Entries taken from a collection
* BEGIN *

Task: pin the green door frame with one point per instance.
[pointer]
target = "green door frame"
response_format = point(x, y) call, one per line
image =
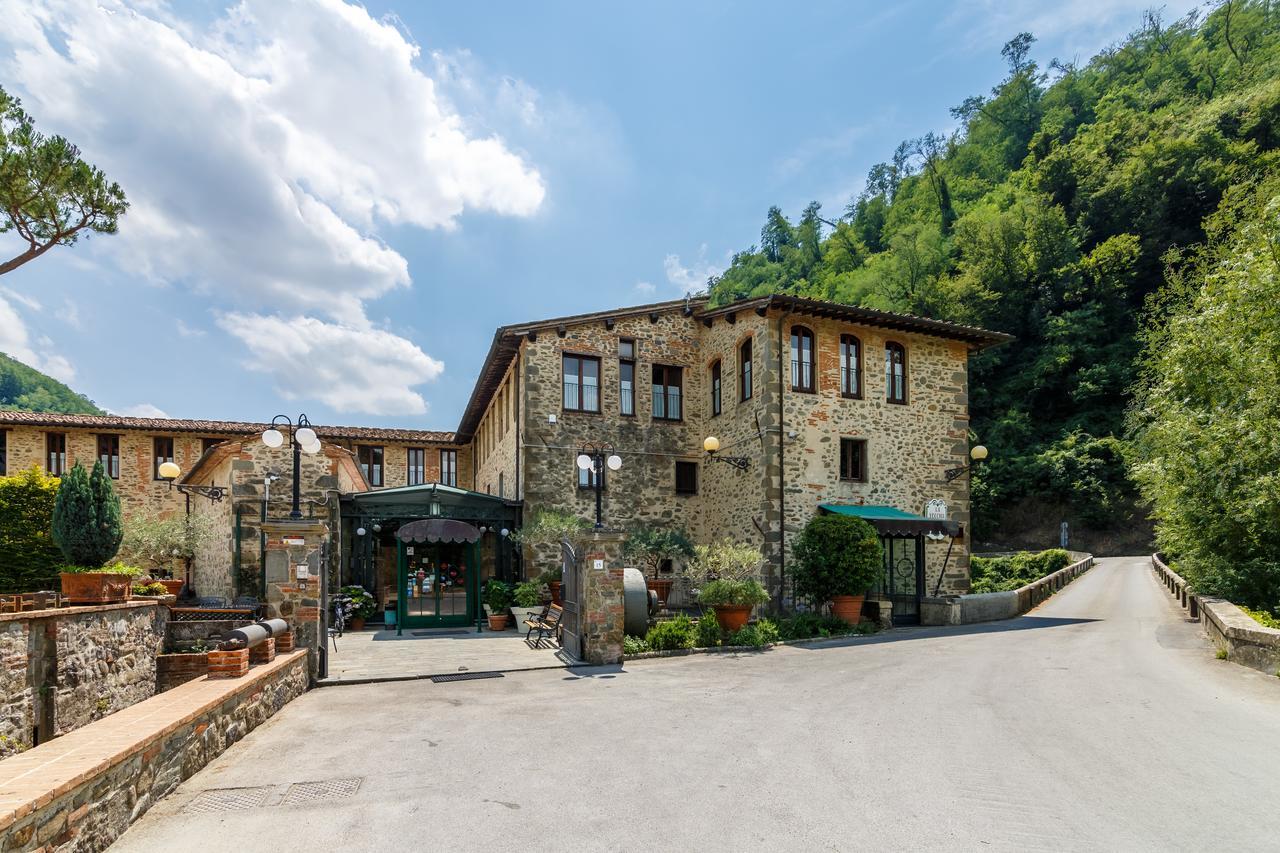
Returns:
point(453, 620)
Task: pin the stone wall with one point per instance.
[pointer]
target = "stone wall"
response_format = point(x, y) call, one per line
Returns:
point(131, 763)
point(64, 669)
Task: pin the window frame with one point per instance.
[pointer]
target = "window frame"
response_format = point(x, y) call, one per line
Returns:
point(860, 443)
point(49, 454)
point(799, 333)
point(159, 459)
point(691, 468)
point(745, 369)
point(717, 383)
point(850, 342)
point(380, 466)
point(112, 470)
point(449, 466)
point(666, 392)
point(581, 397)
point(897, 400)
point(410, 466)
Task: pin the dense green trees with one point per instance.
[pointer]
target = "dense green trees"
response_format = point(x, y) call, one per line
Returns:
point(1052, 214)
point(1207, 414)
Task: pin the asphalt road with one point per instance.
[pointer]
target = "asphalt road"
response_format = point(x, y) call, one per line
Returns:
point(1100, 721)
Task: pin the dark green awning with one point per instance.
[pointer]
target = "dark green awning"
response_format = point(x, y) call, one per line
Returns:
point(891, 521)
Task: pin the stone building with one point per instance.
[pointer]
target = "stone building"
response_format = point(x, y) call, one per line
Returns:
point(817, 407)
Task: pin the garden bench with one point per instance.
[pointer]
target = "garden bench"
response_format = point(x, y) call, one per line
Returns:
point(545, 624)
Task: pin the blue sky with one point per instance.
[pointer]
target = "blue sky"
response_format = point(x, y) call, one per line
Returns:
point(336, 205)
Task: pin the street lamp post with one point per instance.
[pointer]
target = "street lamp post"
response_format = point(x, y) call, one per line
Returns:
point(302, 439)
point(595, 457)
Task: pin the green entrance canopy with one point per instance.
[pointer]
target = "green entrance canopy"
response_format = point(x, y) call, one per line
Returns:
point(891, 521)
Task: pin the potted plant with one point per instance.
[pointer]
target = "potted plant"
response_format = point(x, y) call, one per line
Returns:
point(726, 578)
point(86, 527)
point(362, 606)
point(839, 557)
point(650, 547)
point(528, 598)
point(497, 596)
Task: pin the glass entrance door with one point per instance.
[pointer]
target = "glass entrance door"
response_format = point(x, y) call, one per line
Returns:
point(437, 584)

* END *

Work to complete:
Please write out every line of the rows again, from the start up to and including the line with "point(817, 407)", rescaling each point coordinate in the answers by 1.45 and rounding it to a whole number, with halves rounded up. Keep all other lines unchanged, and leave the pictures out.

Answer:
Task: pin the green door frame with one point per instance.
[pointer]
target = "green door frame"
response_format = point(x, y) call, one per line
image =
Returns:
point(657, 899)
Task: pin the stone wall with one point per instance.
[pointer]
target = "stone wall"
response_format = point(x, y) call, one per line
Returns:
point(190, 1106)
point(93, 970)
Task: pin the window frame with one point per instance.
[pointer]
target = "window frame"
response_format = point(x, y) call, one per line
Returns:
point(1247, 642)
point(71, 658)
point(1159, 483)
point(231, 666)
point(1002, 679)
point(1080, 535)
point(1040, 555)
point(1233, 496)
point(551, 676)
point(162, 682)
point(651, 676)
point(966, 568)
point(842, 576)
point(1301, 580)
point(595, 676)
Task: pin the dense green trees with one point per instance.
[pointer]
target = "dense green trees"
response_format = point(x, y) call, one per line
Returns:
point(1525, 310)
point(1750, 600)
Task: pin the asphalt road with one point per instance.
[pointer]
target = "asphalt road"
response_format = point(x, y) call, one per line
Returns:
point(1595, 1045)
Task: pin the dark green awning with one point per instance.
[pointer]
target = "dark green awning"
response_format = point(x, y) call, one per line
Returns:
point(1292, 755)
Task: pin the stone building with one point per instance.
[pointer]
target = "stone building"
response_format = point(x, y) call, one per line
Returns:
point(1185, 590)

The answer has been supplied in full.